Qué entregar:
Muestra, por favor, cada línea de los registros que contenga la palabra "cushion".

═══ Contenido de datos ═══

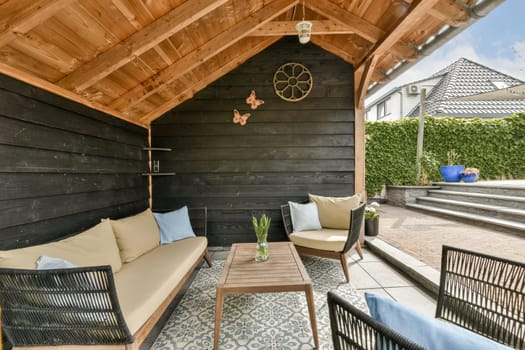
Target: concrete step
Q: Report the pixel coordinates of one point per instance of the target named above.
(480, 198)
(500, 212)
(514, 226)
(488, 187)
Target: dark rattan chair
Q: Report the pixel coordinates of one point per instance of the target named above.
(352, 240)
(354, 329)
(76, 306)
(484, 294)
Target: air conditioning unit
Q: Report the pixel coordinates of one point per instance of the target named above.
(413, 89)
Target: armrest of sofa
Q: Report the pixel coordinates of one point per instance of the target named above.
(76, 306)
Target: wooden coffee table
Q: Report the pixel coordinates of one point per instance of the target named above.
(283, 272)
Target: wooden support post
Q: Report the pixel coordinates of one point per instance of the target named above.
(420, 134)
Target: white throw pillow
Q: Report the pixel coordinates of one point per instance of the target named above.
(304, 216)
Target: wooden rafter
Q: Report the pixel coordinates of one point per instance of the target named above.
(361, 27)
(417, 9)
(45, 85)
(188, 93)
(138, 43)
(332, 11)
(35, 13)
(200, 55)
(288, 28)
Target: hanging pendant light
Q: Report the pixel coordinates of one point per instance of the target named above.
(304, 30)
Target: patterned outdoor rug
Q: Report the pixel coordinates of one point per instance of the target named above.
(256, 321)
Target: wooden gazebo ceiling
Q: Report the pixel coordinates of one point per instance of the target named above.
(137, 59)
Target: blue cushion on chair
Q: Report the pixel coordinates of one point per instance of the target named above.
(305, 217)
(428, 332)
(174, 225)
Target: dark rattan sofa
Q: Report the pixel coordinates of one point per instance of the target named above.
(479, 292)
(96, 305)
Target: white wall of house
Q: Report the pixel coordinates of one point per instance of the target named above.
(397, 103)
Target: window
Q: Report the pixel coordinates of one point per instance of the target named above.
(383, 108)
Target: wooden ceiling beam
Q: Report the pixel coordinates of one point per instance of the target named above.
(46, 85)
(343, 17)
(31, 16)
(201, 54)
(363, 76)
(191, 90)
(125, 51)
(321, 27)
(417, 10)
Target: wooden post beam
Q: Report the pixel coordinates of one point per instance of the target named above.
(188, 93)
(138, 43)
(320, 27)
(35, 13)
(200, 55)
(332, 11)
(417, 10)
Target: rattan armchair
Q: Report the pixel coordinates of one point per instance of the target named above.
(484, 294)
(352, 240)
(352, 329)
(76, 306)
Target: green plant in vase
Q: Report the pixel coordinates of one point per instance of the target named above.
(261, 231)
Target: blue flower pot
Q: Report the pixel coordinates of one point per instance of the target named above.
(469, 178)
(452, 173)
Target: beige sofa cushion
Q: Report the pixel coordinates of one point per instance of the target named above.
(143, 284)
(334, 212)
(325, 239)
(93, 247)
(136, 235)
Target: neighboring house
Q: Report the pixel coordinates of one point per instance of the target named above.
(450, 92)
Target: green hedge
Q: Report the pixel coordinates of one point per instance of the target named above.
(495, 146)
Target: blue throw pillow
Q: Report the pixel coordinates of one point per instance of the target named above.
(174, 225)
(428, 332)
(305, 217)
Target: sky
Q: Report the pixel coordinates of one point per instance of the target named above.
(496, 41)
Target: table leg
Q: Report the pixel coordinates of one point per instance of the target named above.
(219, 302)
(311, 310)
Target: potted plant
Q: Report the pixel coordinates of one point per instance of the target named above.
(470, 174)
(372, 219)
(261, 231)
(452, 172)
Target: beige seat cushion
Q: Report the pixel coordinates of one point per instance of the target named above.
(143, 284)
(136, 235)
(93, 247)
(334, 212)
(325, 239)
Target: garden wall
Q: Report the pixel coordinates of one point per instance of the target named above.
(494, 146)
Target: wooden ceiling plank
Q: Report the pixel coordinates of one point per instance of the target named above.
(319, 27)
(34, 14)
(190, 91)
(336, 50)
(46, 85)
(418, 9)
(138, 43)
(200, 55)
(361, 27)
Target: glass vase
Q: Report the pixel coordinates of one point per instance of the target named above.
(262, 251)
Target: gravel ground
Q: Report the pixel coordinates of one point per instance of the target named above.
(422, 236)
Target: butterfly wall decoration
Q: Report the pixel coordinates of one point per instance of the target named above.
(240, 118)
(253, 101)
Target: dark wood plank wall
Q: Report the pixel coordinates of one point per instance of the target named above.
(63, 166)
(285, 151)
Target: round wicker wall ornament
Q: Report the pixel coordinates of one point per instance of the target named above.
(292, 82)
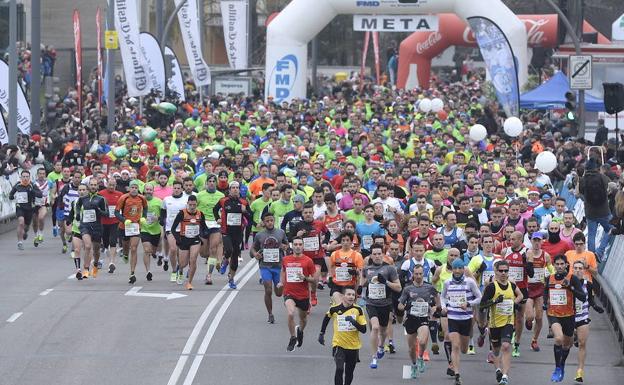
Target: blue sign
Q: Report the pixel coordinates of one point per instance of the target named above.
(284, 76)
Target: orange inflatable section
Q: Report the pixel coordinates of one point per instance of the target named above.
(421, 47)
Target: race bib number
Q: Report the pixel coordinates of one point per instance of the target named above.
(344, 325)
(88, 216)
(132, 230)
(376, 291)
(486, 277)
(292, 274)
(457, 298)
(558, 296)
(234, 219)
(191, 231)
(539, 274)
(310, 244)
(342, 274)
(505, 307)
(21, 197)
(270, 255)
(212, 224)
(516, 273)
(367, 241)
(419, 309)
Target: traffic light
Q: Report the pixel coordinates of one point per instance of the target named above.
(570, 106)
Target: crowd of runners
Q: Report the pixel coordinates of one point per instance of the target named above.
(394, 215)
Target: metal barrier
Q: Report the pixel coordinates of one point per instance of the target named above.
(7, 206)
(611, 282)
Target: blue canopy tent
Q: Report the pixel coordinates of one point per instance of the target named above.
(551, 95)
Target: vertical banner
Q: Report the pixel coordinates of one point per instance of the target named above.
(500, 62)
(235, 31)
(127, 25)
(78, 51)
(98, 31)
(175, 83)
(188, 18)
(154, 62)
(23, 109)
(376, 51)
(364, 53)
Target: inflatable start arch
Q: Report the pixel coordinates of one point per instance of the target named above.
(501, 36)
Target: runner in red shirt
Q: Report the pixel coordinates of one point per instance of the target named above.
(298, 273)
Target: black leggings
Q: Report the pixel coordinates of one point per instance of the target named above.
(231, 249)
(345, 359)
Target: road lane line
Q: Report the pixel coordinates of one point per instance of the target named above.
(14, 317)
(190, 343)
(213, 328)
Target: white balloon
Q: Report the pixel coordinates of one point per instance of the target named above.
(546, 161)
(478, 132)
(437, 105)
(513, 126)
(425, 105)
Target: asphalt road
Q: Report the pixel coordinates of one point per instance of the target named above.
(57, 330)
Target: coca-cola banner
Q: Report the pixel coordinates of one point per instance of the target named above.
(500, 62)
(421, 47)
(127, 26)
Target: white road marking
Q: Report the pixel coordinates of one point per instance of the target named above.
(190, 343)
(213, 328)
(134, 292)
(46, 292)
(14, 317)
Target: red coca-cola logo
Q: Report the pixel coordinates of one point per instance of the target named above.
(432, 39)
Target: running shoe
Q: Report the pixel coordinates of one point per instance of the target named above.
(223, 267)
(499, 375)
(421, 365)
(481, 340)
(414, 372)
(299, 335)
(291, 344)
(556, 376)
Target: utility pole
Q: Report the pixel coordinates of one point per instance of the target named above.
(110, 59)
(35, 78)
(12, 72)
(577, 48)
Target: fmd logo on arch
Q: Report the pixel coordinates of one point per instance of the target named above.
(284, 76)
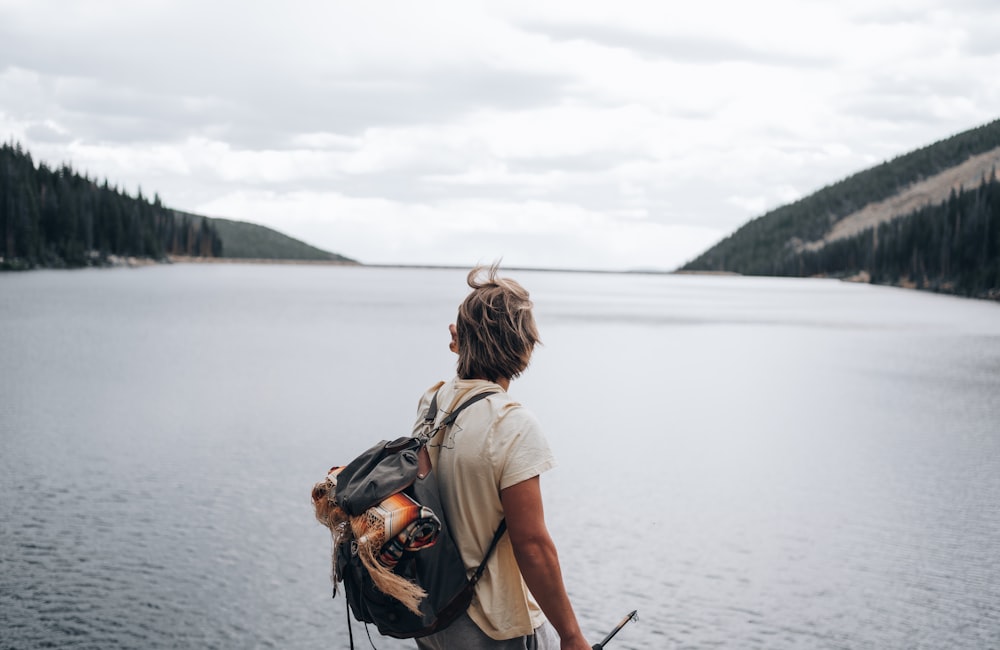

═══

Respuesta:
Target: blue cushion on chair
Target: beige sofa cushion
Target: beige seat cushion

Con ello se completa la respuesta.